The problem: In the records below, begin at the line containing "One point rides on each instance of the rock, each" and end at the line containing "One point rides on each instance of the conifer"; quote every line in that span exactly, including both boundary lines, and no others.

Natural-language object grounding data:
----------

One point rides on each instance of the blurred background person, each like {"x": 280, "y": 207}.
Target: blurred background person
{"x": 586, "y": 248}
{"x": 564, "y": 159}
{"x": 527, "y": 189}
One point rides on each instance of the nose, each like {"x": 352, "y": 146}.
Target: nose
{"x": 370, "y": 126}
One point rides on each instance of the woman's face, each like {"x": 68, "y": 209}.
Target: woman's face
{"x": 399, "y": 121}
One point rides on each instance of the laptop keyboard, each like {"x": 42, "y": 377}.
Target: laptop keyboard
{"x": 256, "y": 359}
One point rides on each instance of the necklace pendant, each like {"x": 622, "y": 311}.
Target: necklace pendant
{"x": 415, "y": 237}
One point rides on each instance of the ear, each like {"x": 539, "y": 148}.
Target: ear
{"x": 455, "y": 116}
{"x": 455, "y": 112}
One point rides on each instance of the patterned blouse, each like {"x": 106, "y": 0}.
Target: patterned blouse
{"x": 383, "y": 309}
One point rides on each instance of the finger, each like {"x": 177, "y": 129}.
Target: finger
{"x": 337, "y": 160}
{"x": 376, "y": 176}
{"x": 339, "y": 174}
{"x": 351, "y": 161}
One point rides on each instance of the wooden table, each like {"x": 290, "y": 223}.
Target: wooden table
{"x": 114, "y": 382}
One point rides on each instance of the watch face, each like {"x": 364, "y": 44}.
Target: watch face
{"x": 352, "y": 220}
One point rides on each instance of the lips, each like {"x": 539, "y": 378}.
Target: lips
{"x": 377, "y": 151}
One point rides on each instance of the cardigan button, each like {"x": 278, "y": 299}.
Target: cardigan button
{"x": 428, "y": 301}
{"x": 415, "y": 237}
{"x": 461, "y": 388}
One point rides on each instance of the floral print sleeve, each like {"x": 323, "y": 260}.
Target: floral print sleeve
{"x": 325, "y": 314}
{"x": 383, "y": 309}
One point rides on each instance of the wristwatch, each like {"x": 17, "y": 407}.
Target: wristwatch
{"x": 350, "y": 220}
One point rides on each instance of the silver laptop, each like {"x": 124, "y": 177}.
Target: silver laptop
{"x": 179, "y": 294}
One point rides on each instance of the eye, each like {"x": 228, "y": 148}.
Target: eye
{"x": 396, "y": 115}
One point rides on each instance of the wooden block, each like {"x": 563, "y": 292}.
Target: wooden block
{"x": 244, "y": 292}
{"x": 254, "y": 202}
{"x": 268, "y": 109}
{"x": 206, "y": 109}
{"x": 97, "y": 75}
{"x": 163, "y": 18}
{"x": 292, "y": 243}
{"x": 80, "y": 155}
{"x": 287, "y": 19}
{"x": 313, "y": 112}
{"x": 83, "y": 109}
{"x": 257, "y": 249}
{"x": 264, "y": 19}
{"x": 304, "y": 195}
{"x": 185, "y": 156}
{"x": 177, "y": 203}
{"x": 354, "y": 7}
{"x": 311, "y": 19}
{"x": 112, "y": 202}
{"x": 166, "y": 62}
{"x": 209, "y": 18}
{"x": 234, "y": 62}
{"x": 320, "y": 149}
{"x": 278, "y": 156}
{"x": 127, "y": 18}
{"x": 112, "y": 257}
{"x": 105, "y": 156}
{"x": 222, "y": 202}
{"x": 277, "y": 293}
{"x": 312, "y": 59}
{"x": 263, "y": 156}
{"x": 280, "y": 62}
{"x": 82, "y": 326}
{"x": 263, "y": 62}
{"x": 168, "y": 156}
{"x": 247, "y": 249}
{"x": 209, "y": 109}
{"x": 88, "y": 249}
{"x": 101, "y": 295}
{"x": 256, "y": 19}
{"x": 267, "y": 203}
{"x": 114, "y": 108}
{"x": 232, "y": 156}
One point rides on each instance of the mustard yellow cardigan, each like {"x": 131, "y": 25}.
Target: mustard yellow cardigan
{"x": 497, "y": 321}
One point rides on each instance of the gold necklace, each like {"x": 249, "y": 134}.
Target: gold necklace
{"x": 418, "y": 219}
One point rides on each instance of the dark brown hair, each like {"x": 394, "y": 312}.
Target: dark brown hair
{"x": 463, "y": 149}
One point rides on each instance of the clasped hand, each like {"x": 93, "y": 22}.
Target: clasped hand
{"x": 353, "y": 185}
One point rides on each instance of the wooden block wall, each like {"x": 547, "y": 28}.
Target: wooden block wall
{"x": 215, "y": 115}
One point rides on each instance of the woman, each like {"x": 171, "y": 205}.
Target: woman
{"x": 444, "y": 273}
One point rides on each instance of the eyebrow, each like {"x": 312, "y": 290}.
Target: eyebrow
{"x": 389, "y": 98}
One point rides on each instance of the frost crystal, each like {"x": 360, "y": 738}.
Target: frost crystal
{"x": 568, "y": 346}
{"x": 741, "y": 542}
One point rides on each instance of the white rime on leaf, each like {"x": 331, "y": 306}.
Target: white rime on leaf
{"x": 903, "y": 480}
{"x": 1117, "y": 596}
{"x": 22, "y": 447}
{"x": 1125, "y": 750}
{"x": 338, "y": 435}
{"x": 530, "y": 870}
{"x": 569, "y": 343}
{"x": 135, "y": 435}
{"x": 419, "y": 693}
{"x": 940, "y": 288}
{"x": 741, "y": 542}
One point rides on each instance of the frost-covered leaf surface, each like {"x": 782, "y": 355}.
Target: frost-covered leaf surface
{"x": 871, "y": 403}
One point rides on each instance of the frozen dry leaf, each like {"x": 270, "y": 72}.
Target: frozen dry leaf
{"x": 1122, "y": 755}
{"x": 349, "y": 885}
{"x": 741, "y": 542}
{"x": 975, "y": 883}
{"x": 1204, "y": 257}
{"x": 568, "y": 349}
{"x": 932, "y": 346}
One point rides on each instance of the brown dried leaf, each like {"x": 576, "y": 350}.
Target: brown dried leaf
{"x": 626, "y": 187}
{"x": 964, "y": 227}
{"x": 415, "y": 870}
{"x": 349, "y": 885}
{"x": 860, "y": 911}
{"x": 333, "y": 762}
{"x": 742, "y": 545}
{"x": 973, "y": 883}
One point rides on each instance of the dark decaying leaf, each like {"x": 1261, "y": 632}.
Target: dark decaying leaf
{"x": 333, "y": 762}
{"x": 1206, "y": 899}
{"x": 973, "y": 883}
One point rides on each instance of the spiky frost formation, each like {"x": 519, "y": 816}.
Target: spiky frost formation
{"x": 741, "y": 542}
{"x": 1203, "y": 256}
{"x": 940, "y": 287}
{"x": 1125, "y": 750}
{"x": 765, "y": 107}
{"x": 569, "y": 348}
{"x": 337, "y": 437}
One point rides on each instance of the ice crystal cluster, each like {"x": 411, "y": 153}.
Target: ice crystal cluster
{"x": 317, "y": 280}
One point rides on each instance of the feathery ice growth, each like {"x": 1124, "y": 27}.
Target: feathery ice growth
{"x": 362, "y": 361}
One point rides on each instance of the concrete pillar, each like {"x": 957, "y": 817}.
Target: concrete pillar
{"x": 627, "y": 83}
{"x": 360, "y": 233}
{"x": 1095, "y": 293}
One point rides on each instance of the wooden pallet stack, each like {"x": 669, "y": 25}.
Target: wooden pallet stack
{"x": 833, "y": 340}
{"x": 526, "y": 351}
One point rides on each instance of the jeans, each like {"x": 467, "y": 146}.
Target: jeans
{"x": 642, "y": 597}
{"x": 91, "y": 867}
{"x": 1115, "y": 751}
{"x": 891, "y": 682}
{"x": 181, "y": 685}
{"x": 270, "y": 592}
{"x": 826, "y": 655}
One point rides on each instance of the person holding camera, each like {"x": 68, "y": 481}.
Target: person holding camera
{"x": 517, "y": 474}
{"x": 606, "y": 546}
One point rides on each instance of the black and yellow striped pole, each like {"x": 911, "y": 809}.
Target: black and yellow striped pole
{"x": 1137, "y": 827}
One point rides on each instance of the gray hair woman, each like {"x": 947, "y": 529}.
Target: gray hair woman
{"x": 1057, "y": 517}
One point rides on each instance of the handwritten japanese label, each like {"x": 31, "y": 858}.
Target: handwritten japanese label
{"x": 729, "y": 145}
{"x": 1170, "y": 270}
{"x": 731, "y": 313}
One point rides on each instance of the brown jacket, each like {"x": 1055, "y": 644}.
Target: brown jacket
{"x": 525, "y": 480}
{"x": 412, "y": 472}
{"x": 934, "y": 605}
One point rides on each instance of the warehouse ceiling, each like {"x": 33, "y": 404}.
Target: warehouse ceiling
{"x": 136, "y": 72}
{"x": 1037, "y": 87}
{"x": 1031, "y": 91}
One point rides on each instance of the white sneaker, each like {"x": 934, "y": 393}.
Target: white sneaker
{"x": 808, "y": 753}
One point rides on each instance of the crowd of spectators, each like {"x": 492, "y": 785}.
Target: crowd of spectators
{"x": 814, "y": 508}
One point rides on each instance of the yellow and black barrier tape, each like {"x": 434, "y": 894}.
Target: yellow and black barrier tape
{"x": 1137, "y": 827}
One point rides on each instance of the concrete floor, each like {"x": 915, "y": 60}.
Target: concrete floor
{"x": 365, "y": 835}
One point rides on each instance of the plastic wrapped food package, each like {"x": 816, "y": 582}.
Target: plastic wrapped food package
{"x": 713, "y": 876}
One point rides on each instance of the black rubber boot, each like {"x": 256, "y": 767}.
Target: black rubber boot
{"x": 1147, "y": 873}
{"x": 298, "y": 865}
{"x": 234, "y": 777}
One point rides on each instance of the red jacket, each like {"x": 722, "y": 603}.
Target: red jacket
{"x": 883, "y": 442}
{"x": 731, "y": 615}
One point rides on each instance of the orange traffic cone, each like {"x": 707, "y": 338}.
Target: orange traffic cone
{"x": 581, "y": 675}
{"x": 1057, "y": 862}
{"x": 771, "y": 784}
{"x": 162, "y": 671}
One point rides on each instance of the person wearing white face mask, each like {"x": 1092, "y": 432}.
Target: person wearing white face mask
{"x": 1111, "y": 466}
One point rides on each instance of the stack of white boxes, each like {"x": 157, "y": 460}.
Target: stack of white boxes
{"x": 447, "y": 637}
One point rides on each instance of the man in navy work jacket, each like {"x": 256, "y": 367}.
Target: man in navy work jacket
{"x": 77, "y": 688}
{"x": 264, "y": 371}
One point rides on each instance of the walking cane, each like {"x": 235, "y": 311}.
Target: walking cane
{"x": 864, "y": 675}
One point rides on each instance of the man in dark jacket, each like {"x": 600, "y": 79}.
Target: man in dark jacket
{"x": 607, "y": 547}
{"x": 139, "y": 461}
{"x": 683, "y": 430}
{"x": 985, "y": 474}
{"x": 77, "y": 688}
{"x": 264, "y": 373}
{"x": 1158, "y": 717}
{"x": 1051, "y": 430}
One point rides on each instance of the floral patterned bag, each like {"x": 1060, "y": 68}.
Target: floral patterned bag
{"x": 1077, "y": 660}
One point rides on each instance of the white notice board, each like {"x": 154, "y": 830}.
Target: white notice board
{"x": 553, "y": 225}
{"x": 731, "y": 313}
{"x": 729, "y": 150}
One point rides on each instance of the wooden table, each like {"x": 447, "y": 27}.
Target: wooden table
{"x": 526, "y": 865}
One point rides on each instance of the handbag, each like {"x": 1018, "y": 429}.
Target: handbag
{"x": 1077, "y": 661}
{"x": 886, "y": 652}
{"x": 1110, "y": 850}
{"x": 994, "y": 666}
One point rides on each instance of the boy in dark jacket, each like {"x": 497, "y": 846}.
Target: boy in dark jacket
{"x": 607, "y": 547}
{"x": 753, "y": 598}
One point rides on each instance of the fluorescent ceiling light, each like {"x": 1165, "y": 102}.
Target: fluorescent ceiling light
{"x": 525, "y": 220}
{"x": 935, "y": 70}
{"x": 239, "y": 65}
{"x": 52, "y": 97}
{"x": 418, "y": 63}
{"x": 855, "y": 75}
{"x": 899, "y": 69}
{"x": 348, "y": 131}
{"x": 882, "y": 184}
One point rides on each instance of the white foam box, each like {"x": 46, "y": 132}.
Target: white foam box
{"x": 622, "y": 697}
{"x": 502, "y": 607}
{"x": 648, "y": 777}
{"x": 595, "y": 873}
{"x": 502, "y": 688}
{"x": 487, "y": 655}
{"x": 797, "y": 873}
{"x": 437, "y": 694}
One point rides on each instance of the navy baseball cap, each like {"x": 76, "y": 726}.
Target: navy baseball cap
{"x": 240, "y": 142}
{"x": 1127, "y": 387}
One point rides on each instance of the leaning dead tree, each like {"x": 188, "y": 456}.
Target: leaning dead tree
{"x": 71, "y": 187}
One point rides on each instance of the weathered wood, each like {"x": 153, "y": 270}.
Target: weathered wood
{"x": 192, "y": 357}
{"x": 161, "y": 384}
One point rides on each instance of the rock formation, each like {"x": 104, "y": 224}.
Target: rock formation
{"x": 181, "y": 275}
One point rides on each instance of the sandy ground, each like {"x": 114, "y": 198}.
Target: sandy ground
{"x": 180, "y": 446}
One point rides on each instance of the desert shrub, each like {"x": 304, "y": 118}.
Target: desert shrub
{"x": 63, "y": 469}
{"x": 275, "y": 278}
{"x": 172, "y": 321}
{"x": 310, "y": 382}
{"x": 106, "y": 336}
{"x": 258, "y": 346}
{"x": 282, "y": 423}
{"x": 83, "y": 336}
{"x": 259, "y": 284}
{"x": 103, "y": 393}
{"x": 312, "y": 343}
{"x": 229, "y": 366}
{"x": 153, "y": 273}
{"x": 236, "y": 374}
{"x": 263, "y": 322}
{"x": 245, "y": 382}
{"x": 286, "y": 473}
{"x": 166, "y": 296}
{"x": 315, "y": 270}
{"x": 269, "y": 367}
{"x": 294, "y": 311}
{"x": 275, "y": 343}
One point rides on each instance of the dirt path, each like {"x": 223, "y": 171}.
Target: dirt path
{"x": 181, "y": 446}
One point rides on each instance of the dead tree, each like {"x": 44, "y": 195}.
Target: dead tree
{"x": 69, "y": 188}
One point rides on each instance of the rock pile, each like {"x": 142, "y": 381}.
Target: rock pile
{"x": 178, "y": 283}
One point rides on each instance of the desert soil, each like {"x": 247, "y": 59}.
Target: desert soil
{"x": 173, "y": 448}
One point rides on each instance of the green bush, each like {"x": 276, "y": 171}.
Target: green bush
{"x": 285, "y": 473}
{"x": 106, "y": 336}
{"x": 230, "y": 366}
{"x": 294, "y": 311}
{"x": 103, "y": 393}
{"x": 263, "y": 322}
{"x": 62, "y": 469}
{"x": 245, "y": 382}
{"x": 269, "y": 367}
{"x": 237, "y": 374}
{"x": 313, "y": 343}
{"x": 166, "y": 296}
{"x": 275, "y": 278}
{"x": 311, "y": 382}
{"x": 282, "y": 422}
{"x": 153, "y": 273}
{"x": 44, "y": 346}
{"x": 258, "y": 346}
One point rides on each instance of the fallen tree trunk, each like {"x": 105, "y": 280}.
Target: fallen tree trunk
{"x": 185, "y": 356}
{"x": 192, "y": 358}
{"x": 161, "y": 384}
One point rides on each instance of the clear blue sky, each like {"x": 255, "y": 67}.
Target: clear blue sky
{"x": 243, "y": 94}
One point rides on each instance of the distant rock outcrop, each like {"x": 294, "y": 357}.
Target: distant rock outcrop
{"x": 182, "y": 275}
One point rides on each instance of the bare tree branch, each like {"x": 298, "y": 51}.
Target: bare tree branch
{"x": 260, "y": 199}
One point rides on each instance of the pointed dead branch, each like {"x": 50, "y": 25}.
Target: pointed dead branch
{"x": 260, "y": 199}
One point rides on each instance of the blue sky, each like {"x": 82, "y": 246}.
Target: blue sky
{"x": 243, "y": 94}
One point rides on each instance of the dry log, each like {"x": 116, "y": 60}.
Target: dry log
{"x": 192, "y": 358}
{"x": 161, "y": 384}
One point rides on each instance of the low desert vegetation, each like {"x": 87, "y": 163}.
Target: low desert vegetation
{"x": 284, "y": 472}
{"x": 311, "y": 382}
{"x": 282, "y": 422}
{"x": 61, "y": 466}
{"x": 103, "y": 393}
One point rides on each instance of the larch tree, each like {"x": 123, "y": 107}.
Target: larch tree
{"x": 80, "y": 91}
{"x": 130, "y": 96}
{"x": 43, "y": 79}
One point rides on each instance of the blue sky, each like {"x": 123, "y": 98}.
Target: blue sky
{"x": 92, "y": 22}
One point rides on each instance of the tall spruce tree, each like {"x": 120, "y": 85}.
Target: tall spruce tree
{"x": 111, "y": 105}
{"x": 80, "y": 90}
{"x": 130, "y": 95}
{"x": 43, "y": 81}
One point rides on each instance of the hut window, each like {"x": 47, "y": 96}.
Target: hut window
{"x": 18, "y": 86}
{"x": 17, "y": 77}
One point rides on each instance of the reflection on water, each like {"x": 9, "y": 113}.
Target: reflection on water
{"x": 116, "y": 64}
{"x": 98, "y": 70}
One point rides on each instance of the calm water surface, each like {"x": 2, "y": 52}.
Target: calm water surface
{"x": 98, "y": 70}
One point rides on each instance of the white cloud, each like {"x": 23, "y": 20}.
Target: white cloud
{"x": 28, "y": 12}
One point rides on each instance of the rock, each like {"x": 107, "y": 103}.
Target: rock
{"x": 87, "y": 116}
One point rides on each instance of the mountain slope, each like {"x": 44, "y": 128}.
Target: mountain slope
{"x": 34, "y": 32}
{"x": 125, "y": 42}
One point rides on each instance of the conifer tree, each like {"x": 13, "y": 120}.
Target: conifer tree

----------

Result of the exercise:
One point rides on each instance of the rock, each like {"x": 107, "y": 103}.
Target: rock
{"x": 87, "y": 116}
One point rides on each instance of the mountain slope, each like {"x": 44, "y": 128}.
Target: mountain slope
{"x": 34, "y": 32}
{"x": 125, "y": 42}
One point rides on each instance of the conifer tree, each like {"x": 13, "y": 120}.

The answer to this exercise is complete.